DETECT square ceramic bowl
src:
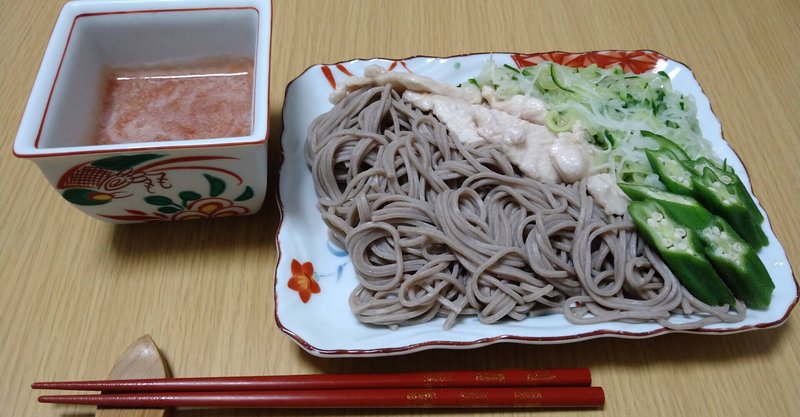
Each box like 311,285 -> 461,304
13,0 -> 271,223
--
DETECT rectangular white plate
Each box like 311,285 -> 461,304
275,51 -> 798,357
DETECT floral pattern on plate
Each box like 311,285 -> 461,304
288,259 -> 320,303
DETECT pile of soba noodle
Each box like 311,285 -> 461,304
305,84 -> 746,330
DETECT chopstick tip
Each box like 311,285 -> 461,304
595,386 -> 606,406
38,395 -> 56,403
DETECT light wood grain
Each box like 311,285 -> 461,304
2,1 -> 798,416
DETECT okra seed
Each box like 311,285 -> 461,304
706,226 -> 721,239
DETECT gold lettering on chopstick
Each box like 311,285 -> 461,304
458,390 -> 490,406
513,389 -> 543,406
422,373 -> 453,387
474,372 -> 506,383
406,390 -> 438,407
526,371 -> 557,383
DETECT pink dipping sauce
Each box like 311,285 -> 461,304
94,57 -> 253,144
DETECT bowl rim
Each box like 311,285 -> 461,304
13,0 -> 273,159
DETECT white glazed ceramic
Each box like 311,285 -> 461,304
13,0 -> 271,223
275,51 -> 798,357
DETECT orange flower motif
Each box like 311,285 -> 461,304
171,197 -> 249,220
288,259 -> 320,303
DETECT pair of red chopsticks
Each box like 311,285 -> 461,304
--
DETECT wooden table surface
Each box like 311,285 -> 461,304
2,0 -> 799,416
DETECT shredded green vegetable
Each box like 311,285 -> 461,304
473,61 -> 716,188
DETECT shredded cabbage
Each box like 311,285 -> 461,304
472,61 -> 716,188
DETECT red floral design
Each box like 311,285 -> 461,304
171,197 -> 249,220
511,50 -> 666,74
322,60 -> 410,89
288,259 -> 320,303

> [Activity]:
Search the entries for the word "white". Copy each line where it appears.

> [The completed task]:
DETECT rectangular white plate
DETECT white glazed ceramic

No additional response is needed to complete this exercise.